◆ Goal 1
Which lines of the entries below contain the word "light"? Copy each of those lines.

--- begin Source text ---

After a month of self-imposed holiday it is such a joy to write again. Together with the dear friends of the Bible study here in my home, we are diving deep into the fascinating world of the book of Revelation – a rich, inspiring experience. It is not the fist time I embark on a study of this book and it will not be the last. It is the true Word of God and just like the rest of the Bible it can be interpreted on multiple levels by a variety of scholars who unfolds the truth with Holy Spirit wisdom.
Come and join us on this journey into the apocalyptic wonder world of God’s secrets. Make a vow to study this book again and again, because the richness of the vision is not for one time only. We will embark on a roller coaster ride of the majestic and the celestial, often in awestruck wonder, often with tears of worship and hopefully with growing insight into the mystery as the veil is lifted. Every word is meant to be understood, to encourage and to inspire as the purposes of our Father are revealed and His almighty and sovereign rule over the universe is clear.
The name of the book says it all. John describes the indescribable in an effort to explain the riddles of our existence in this world so that we will not be engulfed in the darkness and chaos of world politics, war, terrorism, natural disasters, cruelty and suffering. Within all the consequences of sin, declared in the seven seals, the seven trumpets and the seven bowls, we will see our Father’s heart and the kingship of Jesus. The Holy Spirit is active and alert over the Word to explain and interpret to our hearts and minds.
The core theme of the whole book, in which so much of the symbolism of the rest of the Bible is used over and over again, declares God’s love and sovereignty, the indisputable rule of Jesus and the reality of full redemption from sin and all evil, illustrated by the church.
Revelation reveals. John’s vision explains and declares so that we are equipped with the knowledge we need to stand strong against the full onslaught of evil in our day.
Revelation is the ultimate answer to all insecurity and fear.

--- end Source text ---
--- begin Supplied records ---

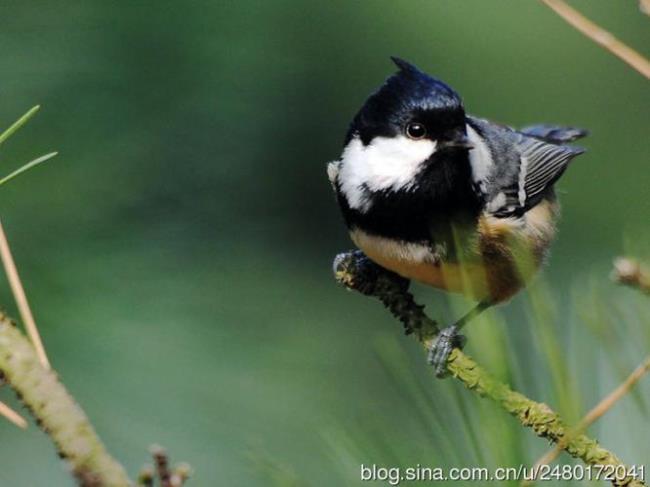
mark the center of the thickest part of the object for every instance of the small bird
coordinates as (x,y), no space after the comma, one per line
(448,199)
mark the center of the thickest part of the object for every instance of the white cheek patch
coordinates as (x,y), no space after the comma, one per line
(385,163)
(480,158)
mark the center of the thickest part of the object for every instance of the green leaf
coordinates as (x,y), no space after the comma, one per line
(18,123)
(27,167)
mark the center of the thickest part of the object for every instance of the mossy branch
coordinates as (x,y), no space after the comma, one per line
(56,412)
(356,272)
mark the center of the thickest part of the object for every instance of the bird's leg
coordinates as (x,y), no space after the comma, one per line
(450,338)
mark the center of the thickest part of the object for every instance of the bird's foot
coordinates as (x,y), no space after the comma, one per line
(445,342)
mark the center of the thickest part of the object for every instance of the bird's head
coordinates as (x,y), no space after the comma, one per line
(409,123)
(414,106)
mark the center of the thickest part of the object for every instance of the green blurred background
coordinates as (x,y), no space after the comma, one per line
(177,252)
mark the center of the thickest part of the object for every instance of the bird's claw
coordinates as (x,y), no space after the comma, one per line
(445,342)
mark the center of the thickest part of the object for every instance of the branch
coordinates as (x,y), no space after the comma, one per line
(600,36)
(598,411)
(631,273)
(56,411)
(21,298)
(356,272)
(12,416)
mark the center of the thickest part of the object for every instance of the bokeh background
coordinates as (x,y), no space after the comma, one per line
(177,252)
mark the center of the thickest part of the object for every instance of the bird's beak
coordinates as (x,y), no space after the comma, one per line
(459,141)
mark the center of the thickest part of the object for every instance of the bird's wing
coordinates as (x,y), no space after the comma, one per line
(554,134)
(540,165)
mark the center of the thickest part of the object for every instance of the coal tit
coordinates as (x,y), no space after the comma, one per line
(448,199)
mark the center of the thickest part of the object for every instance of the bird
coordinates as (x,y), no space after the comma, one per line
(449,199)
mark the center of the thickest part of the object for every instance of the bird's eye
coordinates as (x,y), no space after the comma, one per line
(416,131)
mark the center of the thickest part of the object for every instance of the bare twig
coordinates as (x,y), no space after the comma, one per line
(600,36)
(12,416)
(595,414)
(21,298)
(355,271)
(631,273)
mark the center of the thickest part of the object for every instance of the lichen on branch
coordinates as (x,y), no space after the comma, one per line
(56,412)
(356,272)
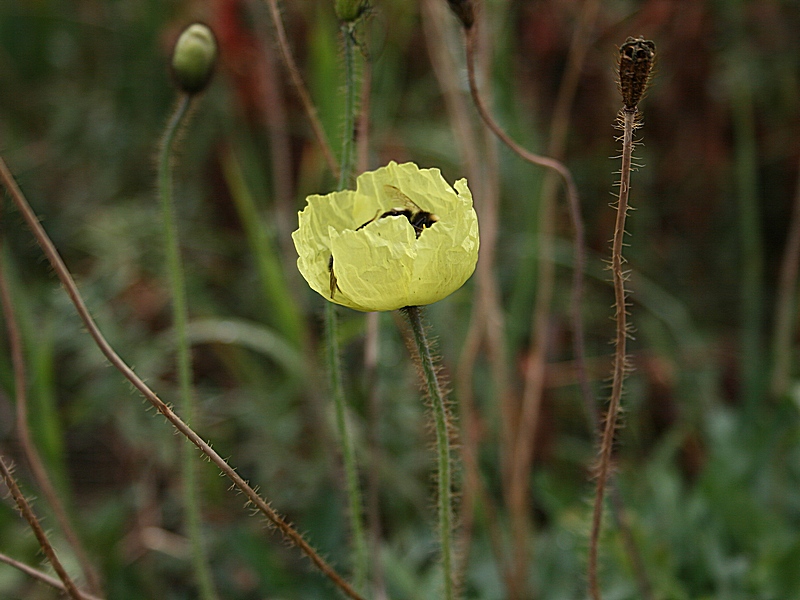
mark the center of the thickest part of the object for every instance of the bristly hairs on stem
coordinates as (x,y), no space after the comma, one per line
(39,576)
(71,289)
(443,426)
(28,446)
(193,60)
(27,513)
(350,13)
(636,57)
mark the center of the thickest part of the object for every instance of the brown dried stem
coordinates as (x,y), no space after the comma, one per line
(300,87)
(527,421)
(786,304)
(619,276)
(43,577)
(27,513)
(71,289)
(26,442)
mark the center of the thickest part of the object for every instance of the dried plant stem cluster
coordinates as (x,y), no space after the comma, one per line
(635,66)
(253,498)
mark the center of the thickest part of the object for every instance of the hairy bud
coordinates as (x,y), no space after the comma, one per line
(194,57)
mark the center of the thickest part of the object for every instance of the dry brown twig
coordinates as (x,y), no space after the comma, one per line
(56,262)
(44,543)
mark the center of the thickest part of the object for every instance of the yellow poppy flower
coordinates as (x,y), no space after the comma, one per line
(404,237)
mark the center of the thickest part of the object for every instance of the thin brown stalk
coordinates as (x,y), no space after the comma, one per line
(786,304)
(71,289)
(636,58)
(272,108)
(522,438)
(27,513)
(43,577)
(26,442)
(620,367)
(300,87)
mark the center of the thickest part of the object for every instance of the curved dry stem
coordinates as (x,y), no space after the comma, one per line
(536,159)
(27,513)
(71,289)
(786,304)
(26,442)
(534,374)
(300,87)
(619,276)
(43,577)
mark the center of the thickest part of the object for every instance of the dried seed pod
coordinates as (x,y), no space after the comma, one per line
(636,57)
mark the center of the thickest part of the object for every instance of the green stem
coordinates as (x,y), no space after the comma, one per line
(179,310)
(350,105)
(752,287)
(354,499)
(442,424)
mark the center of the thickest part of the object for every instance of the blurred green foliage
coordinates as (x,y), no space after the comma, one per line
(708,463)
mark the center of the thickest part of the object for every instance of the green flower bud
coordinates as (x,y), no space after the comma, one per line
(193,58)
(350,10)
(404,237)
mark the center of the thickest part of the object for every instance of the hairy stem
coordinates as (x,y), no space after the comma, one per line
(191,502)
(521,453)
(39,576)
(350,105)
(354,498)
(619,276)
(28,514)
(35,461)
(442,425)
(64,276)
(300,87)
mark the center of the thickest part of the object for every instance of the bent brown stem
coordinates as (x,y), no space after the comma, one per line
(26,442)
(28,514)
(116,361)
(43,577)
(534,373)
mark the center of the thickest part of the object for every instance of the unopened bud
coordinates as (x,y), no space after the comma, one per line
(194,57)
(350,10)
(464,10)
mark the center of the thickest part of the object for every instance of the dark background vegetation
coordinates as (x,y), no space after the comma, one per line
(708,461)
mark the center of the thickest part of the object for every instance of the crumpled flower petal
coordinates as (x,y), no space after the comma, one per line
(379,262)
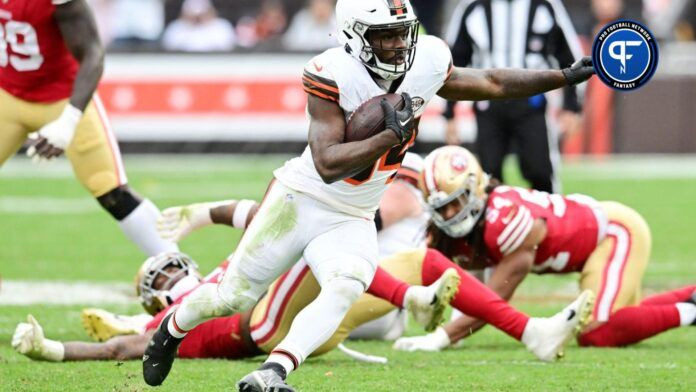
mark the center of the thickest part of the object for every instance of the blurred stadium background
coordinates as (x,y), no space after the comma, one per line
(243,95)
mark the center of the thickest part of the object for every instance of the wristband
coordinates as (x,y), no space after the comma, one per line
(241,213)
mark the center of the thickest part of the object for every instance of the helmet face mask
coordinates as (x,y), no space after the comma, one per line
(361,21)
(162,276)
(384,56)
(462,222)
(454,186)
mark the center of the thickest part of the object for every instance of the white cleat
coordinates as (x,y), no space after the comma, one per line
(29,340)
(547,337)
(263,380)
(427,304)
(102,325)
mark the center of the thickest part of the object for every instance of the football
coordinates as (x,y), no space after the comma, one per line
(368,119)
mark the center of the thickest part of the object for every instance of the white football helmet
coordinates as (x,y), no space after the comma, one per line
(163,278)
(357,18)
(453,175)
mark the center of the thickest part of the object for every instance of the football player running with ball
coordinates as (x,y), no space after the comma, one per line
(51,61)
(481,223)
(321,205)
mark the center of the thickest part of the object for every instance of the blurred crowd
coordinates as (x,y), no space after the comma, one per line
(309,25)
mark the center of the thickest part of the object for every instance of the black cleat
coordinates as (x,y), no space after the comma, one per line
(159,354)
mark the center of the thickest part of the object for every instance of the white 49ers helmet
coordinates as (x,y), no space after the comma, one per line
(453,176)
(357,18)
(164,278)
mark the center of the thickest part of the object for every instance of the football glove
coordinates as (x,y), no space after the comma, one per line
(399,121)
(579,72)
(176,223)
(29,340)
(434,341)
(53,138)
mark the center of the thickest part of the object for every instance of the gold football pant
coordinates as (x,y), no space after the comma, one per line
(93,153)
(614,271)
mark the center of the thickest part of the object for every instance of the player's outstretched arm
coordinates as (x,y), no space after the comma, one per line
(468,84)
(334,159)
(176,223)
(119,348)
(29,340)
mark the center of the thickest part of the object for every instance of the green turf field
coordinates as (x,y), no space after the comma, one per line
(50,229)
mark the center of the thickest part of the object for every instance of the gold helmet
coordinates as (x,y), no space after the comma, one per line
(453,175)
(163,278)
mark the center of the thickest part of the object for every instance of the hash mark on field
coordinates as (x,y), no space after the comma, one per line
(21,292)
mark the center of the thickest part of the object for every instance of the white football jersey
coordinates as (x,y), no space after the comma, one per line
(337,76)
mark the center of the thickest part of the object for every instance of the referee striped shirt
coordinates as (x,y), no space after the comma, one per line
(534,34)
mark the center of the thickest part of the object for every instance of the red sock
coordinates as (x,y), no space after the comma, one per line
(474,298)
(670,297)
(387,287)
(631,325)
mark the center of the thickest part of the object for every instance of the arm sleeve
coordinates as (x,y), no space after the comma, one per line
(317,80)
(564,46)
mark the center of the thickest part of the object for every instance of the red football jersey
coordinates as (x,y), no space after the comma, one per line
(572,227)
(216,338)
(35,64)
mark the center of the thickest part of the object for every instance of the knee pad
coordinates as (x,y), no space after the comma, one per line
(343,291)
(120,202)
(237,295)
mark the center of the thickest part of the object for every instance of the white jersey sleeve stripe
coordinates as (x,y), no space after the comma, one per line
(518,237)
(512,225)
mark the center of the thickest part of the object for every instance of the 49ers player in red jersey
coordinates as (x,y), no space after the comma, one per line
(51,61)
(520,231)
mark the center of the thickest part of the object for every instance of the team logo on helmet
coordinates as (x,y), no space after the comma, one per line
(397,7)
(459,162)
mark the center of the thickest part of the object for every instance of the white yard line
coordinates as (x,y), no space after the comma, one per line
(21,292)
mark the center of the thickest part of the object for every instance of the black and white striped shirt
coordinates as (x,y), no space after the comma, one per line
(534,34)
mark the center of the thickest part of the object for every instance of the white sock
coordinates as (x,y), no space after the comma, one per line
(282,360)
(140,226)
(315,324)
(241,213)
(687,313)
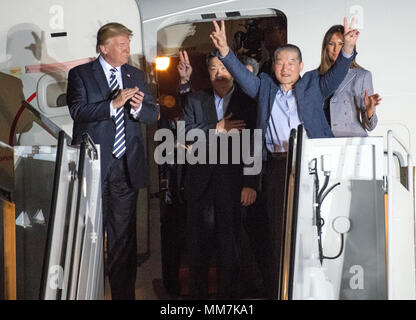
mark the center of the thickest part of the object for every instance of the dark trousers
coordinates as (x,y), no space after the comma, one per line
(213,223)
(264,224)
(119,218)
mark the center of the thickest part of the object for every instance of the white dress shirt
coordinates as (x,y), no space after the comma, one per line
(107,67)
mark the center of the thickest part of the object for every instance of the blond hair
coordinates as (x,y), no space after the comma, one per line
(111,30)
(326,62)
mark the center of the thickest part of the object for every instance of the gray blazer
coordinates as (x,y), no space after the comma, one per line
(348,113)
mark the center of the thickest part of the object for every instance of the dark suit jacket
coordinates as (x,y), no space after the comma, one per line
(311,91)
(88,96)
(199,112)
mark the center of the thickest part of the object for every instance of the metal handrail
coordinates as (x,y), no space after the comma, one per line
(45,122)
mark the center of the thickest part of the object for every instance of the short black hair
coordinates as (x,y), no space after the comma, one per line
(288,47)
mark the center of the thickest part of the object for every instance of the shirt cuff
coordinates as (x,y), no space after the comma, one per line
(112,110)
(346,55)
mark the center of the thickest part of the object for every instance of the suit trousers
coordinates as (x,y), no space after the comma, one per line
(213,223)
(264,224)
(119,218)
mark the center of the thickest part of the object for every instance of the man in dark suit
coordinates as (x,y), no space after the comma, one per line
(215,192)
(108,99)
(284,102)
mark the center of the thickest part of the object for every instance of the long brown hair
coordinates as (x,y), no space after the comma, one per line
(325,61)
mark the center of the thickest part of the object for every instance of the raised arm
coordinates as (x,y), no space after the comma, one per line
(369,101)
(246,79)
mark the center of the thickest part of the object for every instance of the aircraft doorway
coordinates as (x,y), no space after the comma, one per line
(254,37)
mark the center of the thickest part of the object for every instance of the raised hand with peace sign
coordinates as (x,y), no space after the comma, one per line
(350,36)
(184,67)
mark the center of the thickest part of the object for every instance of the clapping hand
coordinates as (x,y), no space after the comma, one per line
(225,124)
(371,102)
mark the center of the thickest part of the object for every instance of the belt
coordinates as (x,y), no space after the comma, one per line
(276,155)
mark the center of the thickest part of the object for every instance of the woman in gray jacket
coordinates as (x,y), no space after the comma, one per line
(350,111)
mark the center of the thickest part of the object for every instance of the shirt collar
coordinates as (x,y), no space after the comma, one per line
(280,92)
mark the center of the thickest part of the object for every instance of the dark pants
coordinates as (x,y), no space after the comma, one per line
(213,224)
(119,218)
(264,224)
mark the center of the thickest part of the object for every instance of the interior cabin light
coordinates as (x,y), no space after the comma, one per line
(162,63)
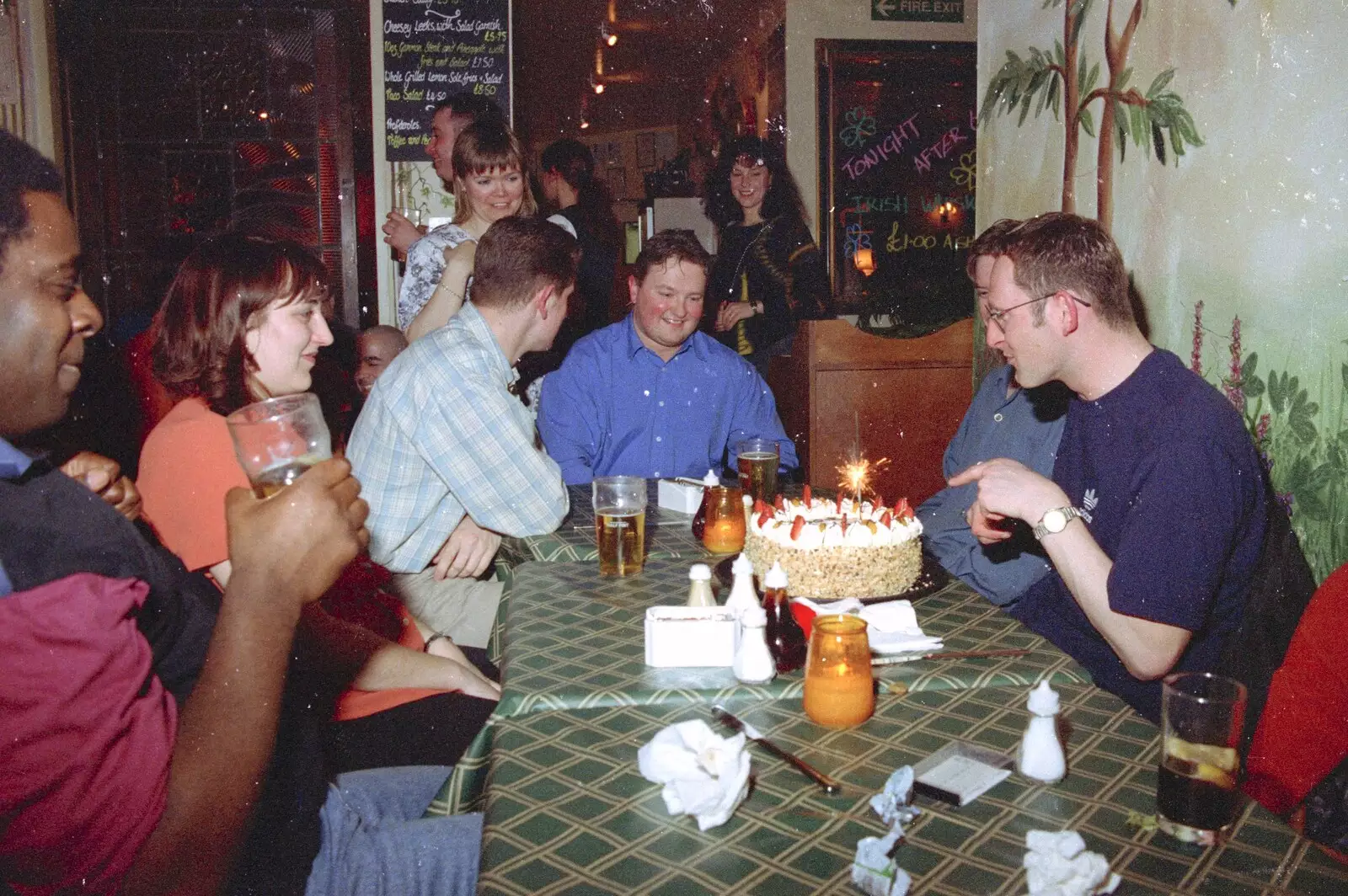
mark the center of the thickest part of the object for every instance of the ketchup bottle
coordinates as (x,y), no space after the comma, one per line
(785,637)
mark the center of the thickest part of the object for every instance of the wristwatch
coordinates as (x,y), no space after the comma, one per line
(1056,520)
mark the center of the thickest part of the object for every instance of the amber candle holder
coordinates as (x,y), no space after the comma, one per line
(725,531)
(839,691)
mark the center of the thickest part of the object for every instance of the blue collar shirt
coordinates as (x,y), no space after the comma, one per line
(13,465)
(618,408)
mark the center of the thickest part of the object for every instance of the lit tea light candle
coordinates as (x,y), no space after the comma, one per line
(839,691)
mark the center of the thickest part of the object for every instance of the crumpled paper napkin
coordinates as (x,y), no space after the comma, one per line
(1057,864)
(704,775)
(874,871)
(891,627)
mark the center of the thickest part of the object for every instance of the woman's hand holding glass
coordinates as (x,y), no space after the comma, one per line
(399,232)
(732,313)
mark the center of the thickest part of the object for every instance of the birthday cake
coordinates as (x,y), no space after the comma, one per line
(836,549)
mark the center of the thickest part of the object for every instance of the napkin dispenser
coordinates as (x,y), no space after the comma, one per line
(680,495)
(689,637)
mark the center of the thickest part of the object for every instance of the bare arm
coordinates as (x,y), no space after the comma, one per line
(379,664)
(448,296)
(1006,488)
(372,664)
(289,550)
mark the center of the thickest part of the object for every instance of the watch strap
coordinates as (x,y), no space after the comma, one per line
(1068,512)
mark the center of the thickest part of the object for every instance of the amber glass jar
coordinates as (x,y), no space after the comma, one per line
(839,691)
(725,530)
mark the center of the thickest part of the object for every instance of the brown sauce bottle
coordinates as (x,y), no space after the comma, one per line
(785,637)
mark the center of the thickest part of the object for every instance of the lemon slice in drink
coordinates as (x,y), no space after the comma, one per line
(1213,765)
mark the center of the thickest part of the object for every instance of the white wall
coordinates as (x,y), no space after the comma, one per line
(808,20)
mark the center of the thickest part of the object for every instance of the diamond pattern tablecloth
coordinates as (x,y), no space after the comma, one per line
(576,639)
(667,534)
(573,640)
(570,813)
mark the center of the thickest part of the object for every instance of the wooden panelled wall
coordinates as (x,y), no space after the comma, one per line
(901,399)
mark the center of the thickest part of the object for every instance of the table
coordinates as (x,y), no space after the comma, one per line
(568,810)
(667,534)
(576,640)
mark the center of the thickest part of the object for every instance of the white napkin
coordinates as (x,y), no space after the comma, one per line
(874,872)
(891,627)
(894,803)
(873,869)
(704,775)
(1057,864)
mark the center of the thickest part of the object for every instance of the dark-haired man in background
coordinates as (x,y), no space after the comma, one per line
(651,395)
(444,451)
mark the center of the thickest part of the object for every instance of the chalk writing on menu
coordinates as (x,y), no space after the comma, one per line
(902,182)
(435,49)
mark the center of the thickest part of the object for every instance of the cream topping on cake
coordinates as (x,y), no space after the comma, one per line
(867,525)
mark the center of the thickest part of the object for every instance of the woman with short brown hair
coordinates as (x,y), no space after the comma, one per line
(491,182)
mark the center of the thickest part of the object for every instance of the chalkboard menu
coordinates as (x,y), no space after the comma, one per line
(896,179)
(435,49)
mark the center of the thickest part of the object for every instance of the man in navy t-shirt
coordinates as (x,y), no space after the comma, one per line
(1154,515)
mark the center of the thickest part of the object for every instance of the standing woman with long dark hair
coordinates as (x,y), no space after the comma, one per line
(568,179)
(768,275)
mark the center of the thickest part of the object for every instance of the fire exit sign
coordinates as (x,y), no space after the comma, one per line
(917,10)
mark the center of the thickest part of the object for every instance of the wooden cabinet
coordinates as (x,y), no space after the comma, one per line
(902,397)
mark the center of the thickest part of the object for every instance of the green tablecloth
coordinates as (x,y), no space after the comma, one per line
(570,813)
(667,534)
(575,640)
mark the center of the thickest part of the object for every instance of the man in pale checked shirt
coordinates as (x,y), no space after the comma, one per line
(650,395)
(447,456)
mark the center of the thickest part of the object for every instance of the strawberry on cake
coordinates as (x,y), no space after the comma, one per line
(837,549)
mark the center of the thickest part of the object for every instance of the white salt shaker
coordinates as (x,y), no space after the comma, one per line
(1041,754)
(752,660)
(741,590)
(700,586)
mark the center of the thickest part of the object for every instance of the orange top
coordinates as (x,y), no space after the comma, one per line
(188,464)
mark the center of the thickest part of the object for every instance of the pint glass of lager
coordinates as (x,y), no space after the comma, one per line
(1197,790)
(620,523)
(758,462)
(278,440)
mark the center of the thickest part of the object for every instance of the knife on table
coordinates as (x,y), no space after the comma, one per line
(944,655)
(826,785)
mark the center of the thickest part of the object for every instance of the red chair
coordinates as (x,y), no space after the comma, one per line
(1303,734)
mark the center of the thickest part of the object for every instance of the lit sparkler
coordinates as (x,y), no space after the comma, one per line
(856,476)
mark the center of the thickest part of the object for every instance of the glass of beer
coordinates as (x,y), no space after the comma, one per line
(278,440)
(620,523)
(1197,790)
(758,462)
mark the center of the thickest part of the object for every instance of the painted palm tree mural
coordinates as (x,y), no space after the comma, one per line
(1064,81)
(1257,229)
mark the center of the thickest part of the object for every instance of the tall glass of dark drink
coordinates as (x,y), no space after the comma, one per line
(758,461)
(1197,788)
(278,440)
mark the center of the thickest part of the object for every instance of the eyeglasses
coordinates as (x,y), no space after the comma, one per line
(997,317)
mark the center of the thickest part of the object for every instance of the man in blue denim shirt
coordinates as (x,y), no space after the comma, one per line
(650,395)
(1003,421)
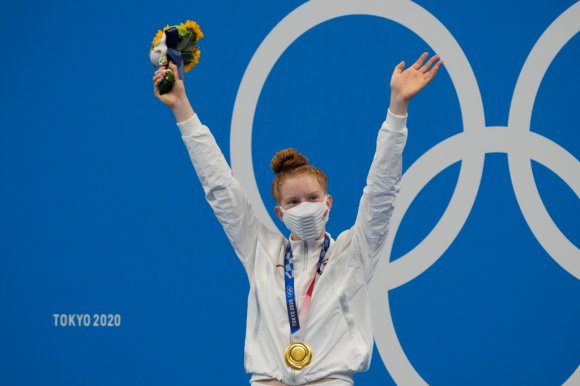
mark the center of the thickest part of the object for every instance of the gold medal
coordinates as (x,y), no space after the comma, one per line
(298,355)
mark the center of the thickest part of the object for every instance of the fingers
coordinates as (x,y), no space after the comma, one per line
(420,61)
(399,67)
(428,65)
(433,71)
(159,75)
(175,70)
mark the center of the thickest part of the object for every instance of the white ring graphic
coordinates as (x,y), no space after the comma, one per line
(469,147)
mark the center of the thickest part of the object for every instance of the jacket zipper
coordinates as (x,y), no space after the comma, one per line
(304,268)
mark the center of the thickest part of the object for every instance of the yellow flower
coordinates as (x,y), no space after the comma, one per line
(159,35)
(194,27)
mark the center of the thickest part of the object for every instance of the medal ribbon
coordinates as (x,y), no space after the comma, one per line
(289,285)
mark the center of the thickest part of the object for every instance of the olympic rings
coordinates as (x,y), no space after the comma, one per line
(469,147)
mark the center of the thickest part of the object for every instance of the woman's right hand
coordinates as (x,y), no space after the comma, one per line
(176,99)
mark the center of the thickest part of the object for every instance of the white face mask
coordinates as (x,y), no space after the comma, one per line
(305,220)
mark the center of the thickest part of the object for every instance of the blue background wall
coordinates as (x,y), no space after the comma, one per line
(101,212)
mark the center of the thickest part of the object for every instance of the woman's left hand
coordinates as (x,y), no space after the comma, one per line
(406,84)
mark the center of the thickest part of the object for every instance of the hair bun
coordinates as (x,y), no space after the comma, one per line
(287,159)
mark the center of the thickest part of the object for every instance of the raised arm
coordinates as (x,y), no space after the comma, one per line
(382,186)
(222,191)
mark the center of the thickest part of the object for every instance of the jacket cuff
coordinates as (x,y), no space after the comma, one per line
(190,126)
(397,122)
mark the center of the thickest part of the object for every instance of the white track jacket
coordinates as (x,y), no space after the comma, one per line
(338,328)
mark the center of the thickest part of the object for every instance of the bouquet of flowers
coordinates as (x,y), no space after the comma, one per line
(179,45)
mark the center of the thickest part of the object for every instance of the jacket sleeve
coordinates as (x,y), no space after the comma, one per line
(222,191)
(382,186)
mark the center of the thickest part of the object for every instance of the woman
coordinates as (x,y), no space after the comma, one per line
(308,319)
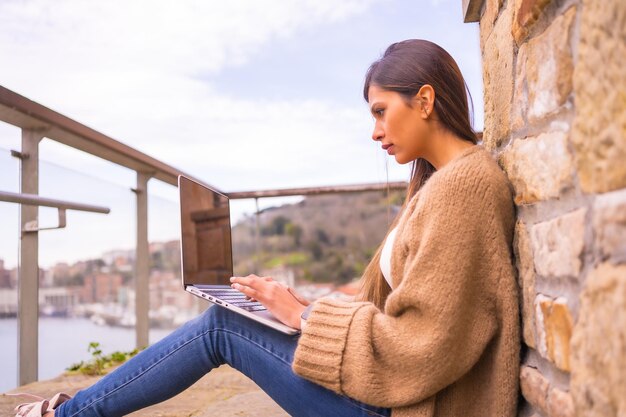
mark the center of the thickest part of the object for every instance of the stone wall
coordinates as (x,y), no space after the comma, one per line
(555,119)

--- end Supplied records ---

◆ Goal 2
Do these statements agree with the text on Revelation? Answer yes or no for each and quote the words of the text that decide it. (a) The Bible study meets in the writer's home. (b) The text says the vision is meant to be studied only once. (c) The text says the consequences of sin are declared in the seven seals, the seven trumpets and the seven bowls.

◆ Exercise solution 1
mark the center of the thickest part of the object for every instance of the interior cabin light
mark the center of the thickest part of the object for every instance of the lit tea light candle

◆ Exercise solution 2
(a) Yes: "Together with the dear friends of the Bible study here in my home"
(b) No: "because the richness of the vision is not for one time only"
(c) Yes: "declared in the seven seals, the seven trumpets and the seven bowls"